* _Text block_:
^^^^

Home  »  2012 presidential campaign  »  Obama Administration Strips Lance Armstrong Of All Tour-De-France Titles, Olympic Medal In “Unconstitutional Witch Hunt”


Aug 24, 2012 No Comments ›› Pat Dollard

Lance Armstrong speaks to soldiers at Kandahar Air Force Field on December 16, 2010.

Excerpted from The Los Angeles Times: Lance Armstrong effectively surrendered his seven Tour de France titles Thursday, announcing he was giving up his years-long fight against accusations that he cheated to repeatedly win cycling’s greatest race.

U.S. Anti-Doping Agency Chief Executive Travis Tygart said late Thursday he was still waiting to hear directly from Armstrong but added that the cyclist’s decision not to proceed in an arbitration process will leave Armstrong stripped of all of his Tour titles and 2000 Olympic bronze medal and result in a lifetime competition ban.

“There comes a point in every man’s life when he has to say, ‘Enough is enough,’” Armstrong, 40, wrote in a statement emailed to The Times and other news agencies.

^^^^

Point-per-instance localization data:
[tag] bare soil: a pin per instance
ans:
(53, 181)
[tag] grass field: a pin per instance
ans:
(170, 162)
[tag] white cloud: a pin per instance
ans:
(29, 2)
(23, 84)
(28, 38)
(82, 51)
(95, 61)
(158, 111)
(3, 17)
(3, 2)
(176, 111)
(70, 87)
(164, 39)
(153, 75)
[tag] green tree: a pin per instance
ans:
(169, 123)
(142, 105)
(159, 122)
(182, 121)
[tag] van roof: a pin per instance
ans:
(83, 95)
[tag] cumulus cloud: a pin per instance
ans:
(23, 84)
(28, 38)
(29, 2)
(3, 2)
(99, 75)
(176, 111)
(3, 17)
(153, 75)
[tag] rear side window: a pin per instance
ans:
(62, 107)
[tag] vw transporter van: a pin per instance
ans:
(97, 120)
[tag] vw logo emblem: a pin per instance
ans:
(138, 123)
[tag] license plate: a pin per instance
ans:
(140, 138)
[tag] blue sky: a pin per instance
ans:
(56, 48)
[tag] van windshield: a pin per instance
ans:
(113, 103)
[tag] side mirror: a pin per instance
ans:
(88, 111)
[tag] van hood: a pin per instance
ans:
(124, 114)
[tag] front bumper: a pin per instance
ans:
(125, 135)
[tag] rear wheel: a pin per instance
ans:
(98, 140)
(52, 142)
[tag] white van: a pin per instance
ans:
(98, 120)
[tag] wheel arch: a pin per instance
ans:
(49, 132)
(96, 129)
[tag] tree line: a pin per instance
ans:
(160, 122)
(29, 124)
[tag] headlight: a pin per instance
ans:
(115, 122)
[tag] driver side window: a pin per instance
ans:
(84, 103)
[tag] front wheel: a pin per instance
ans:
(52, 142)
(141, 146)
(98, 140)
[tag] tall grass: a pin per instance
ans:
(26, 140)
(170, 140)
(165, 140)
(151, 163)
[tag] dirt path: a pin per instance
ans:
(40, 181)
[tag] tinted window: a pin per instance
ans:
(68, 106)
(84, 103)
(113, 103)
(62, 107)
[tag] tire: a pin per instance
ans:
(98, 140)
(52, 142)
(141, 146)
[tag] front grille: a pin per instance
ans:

^^^^

* _Task requirements_: Please rewrite everything from "Excerpted from The" down to "cycling’s greatest race." in the Armstrong article, substituting "gave up" for "surrendered". None of this data is needed.

* _Response area_:
Excerpted from The Los Angeles Times: Lance Armstrong effectively gave up his seven Tour de France titles Thursday, announcing he was giving up his years-long fight against accusations that he cheated to repeatedly win cycling’s greatest race.